Passage to read:

By Jean-Francois Legendre
The Vickers company was a very active machine gun exporter during decades since the beginning of the 20th century. Besides domestic sales to the British War Office, numerous customers (governments or agencies) have acquired Vickers machine guns on a commercial basis. This article is intended to present a few variants of fabric belts for rifle-caliber water-cooled ground machine guns that were offered for export by the Vickers company from 1908 until 1939.
Weapons and accompanying ammunition belts were offered in a wide range of calibers to meet the specific need of various customers all around the world. In most instances, specific belts are required so that the corresponding cartridges fit perfectly. Although the British War Office switched after the First World War from the original fabric belts of the “stripped” pattern (i.e. fitted with metal strip spacers to create the cartridge pockets) to the “disposable” stripless belts (cartridge pockets obtained by stitching or weaving), the Vickers company remained faithful to the original and well-proven stripped pattern for their commercial exports. Therefore, their commercial belts are fitted with brass spacers and two brass starter tags situated at both ends. These starter tags are usually marked with the caliber, the capacity of the belt, the manufacturer’s initials and sometimes a year of production. Generally, no specific indication as to the country of destination is readily available. Accordingly, it often remains guess work to determine the specific contract to which might correspond the surviving specimens of belts examined. A useful clue relies on the manufacturer’s initials which help to determine the approximate period of production. Until 1927, the Vickers company initials remained “VSM” which stands for “Vickers Sons and Maxim Ltd.”. From 1928 on, with the amalgamation of both Vickers and Armstrongs companies, the new name became “Vickers-Armstrongs Ltd.” with the corresponding initials “VA LTD”.

Problem A: Please quote the records word for word, starting at their first line and ending at the line that contains "319 231 586 337", with both of those lines included.
The passage on Vickers machine gun belts and the records after it are separate material.

Material for the task:
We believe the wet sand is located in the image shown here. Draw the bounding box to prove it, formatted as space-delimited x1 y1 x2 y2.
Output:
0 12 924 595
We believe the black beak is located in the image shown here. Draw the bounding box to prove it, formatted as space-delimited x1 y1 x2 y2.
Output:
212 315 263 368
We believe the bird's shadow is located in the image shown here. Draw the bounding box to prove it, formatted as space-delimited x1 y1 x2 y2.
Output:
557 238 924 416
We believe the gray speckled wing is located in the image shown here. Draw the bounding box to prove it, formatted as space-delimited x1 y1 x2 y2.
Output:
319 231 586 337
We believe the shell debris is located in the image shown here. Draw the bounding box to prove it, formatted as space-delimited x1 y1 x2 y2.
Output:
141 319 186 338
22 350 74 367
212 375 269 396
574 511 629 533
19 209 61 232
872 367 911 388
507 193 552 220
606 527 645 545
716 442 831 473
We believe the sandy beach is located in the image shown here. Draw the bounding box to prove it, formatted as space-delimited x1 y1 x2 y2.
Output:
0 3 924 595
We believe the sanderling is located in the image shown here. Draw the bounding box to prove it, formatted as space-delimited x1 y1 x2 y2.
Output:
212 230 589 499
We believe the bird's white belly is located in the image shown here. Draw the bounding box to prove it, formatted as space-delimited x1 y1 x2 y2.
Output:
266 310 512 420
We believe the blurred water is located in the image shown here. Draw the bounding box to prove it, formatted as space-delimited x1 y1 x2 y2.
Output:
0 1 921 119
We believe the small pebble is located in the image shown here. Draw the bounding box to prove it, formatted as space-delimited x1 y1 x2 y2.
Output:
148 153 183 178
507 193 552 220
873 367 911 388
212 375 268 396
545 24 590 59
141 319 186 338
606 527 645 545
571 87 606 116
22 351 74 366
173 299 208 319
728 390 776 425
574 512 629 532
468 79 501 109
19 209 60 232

Problem B: Print the part of the passage on Vickers machine gun belts starting at "By Jean-Francois Legendre" and ending at "1908 until 1939.", word for word.

Correct output A:
We believe the wet sand is located in the image shown here. Draw the bounding box to prove it, formatted as space-delimited x1 y1 x2 y2.
Output:
0 12 924 595
We believe the black beak is located in the image shown here. Draw the bounding box to prove it, formatted as space-delimited x1 y1 x2 y2.
Output:
212 315 263 368
We believe the bird's shadow is located in the image shown here. Draw the bounding box to prove it, formatted as space-delimited x1 y1 x2 y2.
Output:
557 238 924 416
We believe the gray speckled wing is located in the image shown here. Draw the bounding box to prove it, formatted as space-delimited x1 y1 x2 y2.
Output:
319 231 586 337

Correct output B:
By Jean-Francois Legendre
The Vickers company was a very active machine gun exporter during decades since the beginning of the 20th century. Besides domestic sales to the British War Office, numerous customers (governments or agencies) have acquired Vickers machine guns on a commercial basis. This article is intended to present a few variants of fabric belts for rifle-caliber water-cooled ground machine guns that were offered for export by the Vickers company from 1908 until 1939.